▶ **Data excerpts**

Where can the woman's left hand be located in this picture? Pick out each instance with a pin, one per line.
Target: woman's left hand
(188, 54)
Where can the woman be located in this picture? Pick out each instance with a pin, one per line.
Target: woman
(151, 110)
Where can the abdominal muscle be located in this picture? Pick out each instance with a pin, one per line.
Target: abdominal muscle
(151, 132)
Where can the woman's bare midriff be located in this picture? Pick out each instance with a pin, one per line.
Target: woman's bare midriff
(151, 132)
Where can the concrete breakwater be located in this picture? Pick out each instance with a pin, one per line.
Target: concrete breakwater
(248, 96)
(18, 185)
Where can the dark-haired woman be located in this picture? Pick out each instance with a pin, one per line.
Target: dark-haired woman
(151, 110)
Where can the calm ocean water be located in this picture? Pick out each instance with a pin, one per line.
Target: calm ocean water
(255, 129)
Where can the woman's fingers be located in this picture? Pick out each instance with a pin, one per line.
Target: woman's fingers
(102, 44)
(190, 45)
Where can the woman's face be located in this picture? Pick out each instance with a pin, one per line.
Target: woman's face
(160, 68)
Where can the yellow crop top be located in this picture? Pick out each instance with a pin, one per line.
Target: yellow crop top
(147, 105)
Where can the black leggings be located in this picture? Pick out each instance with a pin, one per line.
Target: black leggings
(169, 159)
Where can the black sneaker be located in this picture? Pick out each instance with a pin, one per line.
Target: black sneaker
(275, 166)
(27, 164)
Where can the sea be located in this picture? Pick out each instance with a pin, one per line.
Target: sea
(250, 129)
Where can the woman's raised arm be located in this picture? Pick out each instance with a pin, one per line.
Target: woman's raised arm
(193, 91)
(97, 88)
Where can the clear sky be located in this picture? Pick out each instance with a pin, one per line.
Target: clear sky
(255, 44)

--

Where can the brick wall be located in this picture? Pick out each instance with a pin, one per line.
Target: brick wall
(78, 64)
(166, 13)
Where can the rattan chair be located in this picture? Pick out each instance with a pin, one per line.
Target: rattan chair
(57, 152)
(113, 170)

---

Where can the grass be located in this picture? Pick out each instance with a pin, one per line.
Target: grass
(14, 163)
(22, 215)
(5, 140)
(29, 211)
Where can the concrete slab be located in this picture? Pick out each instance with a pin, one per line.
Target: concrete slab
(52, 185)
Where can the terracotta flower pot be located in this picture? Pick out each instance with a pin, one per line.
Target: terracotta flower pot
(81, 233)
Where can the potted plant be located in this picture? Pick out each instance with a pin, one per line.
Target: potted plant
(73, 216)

▶ **Assigned task**
Return exactly, and only, the lines above starting at the line that contains "Target: grass" and ending at the line that contains "Where can the potted".

▶ **Your solution**
Target: grass
(14, 163)
(22, 215)
(5, 140)
(29, 211)
Where can the concrete slab be located in this picture? Pick out each instance with a pin, one per line.
Target: concrete slab
(52, 185)
Where can the terracotta flower pot be located in this picture? Pick out each instance with a pin, one per line.
Target: terracotta flower pot
(81, 233)
Where can the potted plant be located in this picture? Pick out each instance with a pin, one per line.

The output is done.